START DATA FOR THIS TASK
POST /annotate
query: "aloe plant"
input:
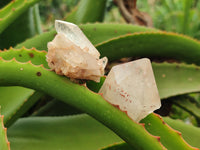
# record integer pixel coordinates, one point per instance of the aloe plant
(43, 110)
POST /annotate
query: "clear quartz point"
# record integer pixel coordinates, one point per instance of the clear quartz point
(131, 86)
(73, 55)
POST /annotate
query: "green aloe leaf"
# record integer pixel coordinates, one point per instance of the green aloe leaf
(176, 79)
(168, 136)
(189, 104)
(4, 144)
(189, 132)
(118, 146)
(20, 99)
(12, 99)
(56, 108)
(38, 76)
(61, 88)
(146, 45)
(14, 9)
(72, 132)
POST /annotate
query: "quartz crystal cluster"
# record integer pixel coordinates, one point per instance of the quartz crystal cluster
(73, 55)
(131, 86)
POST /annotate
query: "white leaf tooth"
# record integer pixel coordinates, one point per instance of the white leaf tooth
(132, 87)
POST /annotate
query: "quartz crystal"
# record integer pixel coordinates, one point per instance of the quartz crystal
(73, 55)
(131, 86)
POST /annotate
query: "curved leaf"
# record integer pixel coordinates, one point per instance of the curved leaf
(152, 44)
(56, 108)
(52, 133)
(176, 79)
(190, 133)
(4, 144)
(20, 99)
(168, 136)
(12, 99)
(61, 88)
(121, 146)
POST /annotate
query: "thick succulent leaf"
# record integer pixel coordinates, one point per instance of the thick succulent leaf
(51, 133)
(118, 146)
(26, 104)
(86, 8)
(14, 9)
(25, 55)
(168, 136)
(15, 101)
(190, 133)
(153, 45)
(61, 88)
(12, 99)
(96, 33)
(176, 79)
(4, 144)
(56, 108)
(189, 104)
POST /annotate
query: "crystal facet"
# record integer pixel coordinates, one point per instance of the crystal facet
(72, 54)
(132, 87)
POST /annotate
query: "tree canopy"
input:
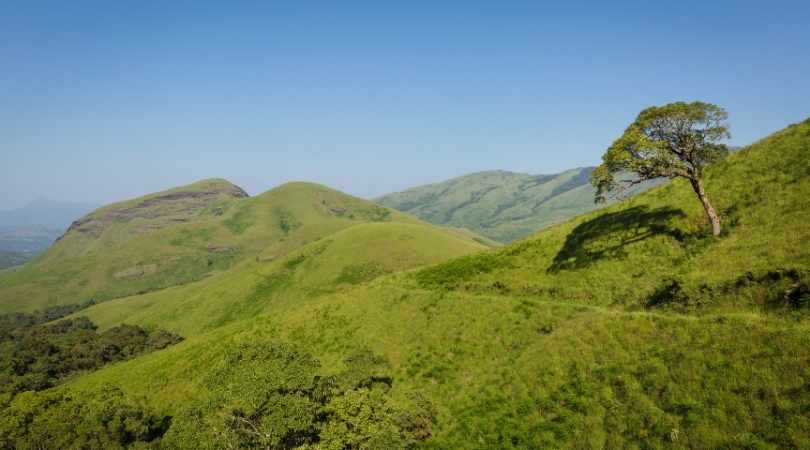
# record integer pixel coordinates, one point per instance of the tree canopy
(677, 140)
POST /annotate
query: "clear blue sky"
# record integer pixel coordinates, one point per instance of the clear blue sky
(105, 100)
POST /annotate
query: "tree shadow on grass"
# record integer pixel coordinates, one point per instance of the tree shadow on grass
(607, 235)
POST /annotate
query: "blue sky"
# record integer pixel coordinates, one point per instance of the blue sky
(101, 101)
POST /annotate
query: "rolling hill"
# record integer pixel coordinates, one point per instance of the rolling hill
(627, 327)
(501, 205)
(182, 235)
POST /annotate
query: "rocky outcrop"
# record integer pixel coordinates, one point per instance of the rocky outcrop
(156, 211)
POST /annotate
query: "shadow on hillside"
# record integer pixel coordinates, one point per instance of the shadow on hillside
(607, 235)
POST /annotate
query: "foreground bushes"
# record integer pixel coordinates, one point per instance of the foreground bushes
(273, 397)
(34, 357)
(102, 419)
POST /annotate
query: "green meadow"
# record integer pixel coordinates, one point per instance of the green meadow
(626, 327)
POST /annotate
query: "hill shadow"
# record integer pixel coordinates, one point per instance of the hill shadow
(607, 235)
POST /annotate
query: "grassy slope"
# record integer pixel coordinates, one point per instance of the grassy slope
(349, 257)
(503, 206)
(152, 243)
(553, 342)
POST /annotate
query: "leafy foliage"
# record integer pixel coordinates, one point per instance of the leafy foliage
(37, 356)
(271, 396)
(677, 140)
(103, 418)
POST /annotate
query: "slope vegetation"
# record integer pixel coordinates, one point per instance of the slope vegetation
(180, 236)
(625, 328)
(629, 327)
(501, 205)
(337, 263)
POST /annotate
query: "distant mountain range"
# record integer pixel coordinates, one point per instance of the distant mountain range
(45, 213)
(500, 205)
(27, 231)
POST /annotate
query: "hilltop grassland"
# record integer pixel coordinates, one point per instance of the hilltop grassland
(336, 263)
(179, 236)
(629, 327)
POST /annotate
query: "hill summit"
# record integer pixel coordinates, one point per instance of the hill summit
(187, 233)
(501, 205)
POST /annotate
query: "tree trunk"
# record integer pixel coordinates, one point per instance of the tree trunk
(697, 185)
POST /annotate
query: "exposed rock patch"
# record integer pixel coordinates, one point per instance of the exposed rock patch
(158, 211)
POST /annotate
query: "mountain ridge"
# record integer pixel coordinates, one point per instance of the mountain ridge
(184, 234)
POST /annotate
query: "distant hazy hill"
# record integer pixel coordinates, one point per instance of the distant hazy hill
(27, 231)
(18, 244)
(185, 234)
(626, 327)
(501, 205)
(45, 213)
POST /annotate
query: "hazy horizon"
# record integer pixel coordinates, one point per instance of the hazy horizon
(103, 102)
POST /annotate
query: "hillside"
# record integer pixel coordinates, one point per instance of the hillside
(45, 214)
(336, 263)
(181, 235)
(628, 327)
(501, 205)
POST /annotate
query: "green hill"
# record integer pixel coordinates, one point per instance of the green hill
(501, 205)
(179, 236)
(628, 327)
(336, 263)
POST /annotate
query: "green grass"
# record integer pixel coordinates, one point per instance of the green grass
(628, 327)
(357, 254)
(504, 206)
(179, 236)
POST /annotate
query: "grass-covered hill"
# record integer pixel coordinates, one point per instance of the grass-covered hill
(336, 263)
(628, 327)
(18, 244)
(182, 235)
(501, 205)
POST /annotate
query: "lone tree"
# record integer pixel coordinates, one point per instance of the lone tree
(672, 141)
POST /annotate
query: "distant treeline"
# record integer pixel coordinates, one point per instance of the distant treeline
(36, 354)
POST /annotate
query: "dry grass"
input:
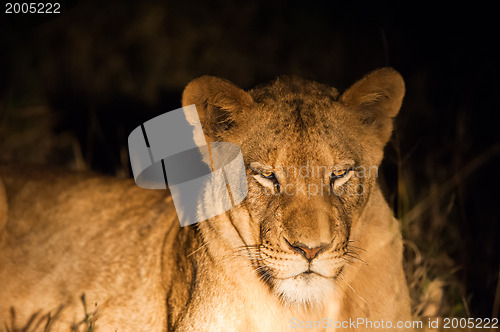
END DATA FOR THIS TASK
> **ABOUT THIS EXERCISE**: Your copy should hold all the data word for word. It should hold no pictures.

> **RESPONSE TO THIS EXERCISE**:
POST /annotate
query: "aloe plant"
input:
# record integer pixel coordinates, one point per instance of the aloe plant
(43, 110)
POST /annotate
query: "clear quartz point"
# record integer pixel coordinates, one point per instance of the clear quartz point
(131, 86)
(73, 55)
POST /annotate
query: "green aloe leaf"
# record integer pixel coordinates, one point per instance of the green aloe leaf
(176, 79)
(168, 136)
(189, 104)
(4, 144)
(189, 132)
(118, 146)
(20, 99)
(12, 99)
(56, 108)
(38, 76)
(61, 88)
(146, 45)
(14, 9)
(72, 132)
POST /annotate
query: "quartz crystal cluster"
# record integer pixel coordinates, one point per instance of the quartz crystal cluster
(73, 55)
(131, 86)
POST /annotate
query: "white leaf tooth"
# record integer pixel coordinates, one point per instance of the white leaf tooth
(132, 87)
POST /annotate
query: "quartz crystal"
# record integer pixel coordinates, one point per instance of the quartz crystal
(73, 55)
(131, 86)
POST /annotate
query: "curved leaf"
# record integer pixel coordinates, one point per instance of the curved leaf
(152, 44)
(56, 108)
(52, 133)
(176, 79)
(190, 133)
(4, 144)
(20, 99)
(168, 136)
(12, 99)
(61, 88)
(121, 146)
POST /annotate
query: "thick succulent leaf"
# record integer pixel coordinates, one point per instance of the thick succulent leaf
(51, 133)
(118, 146)
(26, 104)
(86, 8)
(14, 9)
(25, 55)
(168, 136)
(15, 101)
(190, 133)
(153, 45)
(61, 88)
(12, 99)
(96, 33)
(176, 79)
(4, 144)
(56, 108)
(189, 104)
POST /annotate
query: "crystal facet"
# record integer pixel coordinates, one point per instance of the crystal facet
(72, 54)
(132, 87)
POST /annotate
query: "tree canopy"
input:
# record integer pixel coordinates, one point per instance of the tree canopy
(677, 140)
POST /annotate
query: "clear blue sky"
# record integer pixel coordinates, one point per instance of the clear blue sky
(105, 100)
POST /annotate
query: "tree shadow on grass"
# record integer pixel coordinates, one point per instance of the tree shadow on grass
(607, 235)
POST /annotate
query: "blue sky"
# record integer pixel coordinates, one point per instance of the blue sky
(101, 101)
POST /annotate
query: "rolling hill"
# record integer pixel coordinates, one point per instance of the rolling hill
(627, 327)
(501, 205)
(182, 235)
POST /annotate
query: "rocky outcrop"
# record integer pixel coordinates, one point per instance of the rocky outcrop
(156, 211)
POST /annotate
query: "shadow on hillside"
# record integer pixel coordinates, one point per instance of the shadow on hillside
(607, 235)
POST /annotate
query: "foreground bushes"
# record integer pixel coordinates, one point per instance of the foreground bushes
(273, 397)
(34, 357)
(102, 419)
POST /annotate
query: "green meadow"
# record integer pixel coordinates, one point per instance of the green meadow
(626, 327)
POST /annotate
query: "hill shadow"
# record integer pixel coordinates, one point per instance of the hill shadow
(607, 235)
POST /annotate
query: "grassy slope"
# record integer pixel coordinates, one point per instance of the grassy slope
(349, 257)
(503, 206)
(152, 243)
(553, 342)
POST /annotate
query: "leafy foliage"
# record integer pixel coordinates, one point per instance of the leafy foliage
(37, 356)
(271, 396)
(677, 140)
(103, 418)
POST /annotate
query: "slope vegetation"
# record integer pixel coordinates, one point per instance of the slope vegetation
(180, 236)
(625, 328)
(629, 327)
(501, 205)
(337, 263)
POST /annotate
query: "distant mountain range"
# record integer pixel coordinates, one point per instance of the distant mountain range
(45, 213)
(500, 205)
(27, 231)
POST /annotate
query: "hilltop grassland"
# record integer pixel coordinates, one point per instance of the hilltop grassland
(336, 263)
(179, 236)
(629, 327)
POST /annotate
query: "hill summit"
# record integer pixel coordinates, one point per instance of the hill summit
(187, 233)
(501, 205)
POST /annotate
query: "tree trunk"
# record integer pixel coordinates, one point per instance of the tree trunk
(697, 185)
POST /annotate
query: "exposed rock patch"
# record integer pixel coordinates, one point per instance of the exposed rock patch
(158, 211)
POST /annotate
query: "mountain ridge"
# record integer pixel coordinates, one point per instance of the mountain ridge
(184, 234)
POST /annotate
query: "distant hazy hill"
# record integer pixel coordinates, one point per instance of the distant hazy hill
(27, 231)
(18, 244)
(185, 234)
(626, 327)
(501, 205)
(45, 213)
POST /annotate
query: "hazy horizon"
# record integer pixel coordinates, one point per instance of the hazy horizon
(103, 102)
POST /annotate
query: "hillside"
# record integer pixel coordinates, one point per instance of the hillside
(45, 214)
(336, 263)
(181, 235)
(628, 327)
(501, 205)
POST /annotate
query: "green hill"
# record integer pixel coordinates, one point per instance of the green hill
(501, 205)
(179, 236)
(628, 327)
(336, 263)
POST /annotate
query: "green grass"
# record integer pixel coordinates, one point per instance of the green grass
(628, 327)
(357, 254)
(504, 206)
(179, 236)
POST /annotate
query: "grass-covered hill"
# record integer pixel coordinates, one point per instance of the grass-covered hill
(336, 263)
(628, 327)
(18, 244)
(182, 235)
(501, 205)
POST /annotate
query: "lone tree"
# record integer pixel coordinates, one point per instance of the lone tree
(672, 141)
POST /annotate
query: "distant treeline"
# record integer pixel coordinates, one point per instance of the distant treeline
(36, 354)
POST /annotate
query: "dry grass"
input:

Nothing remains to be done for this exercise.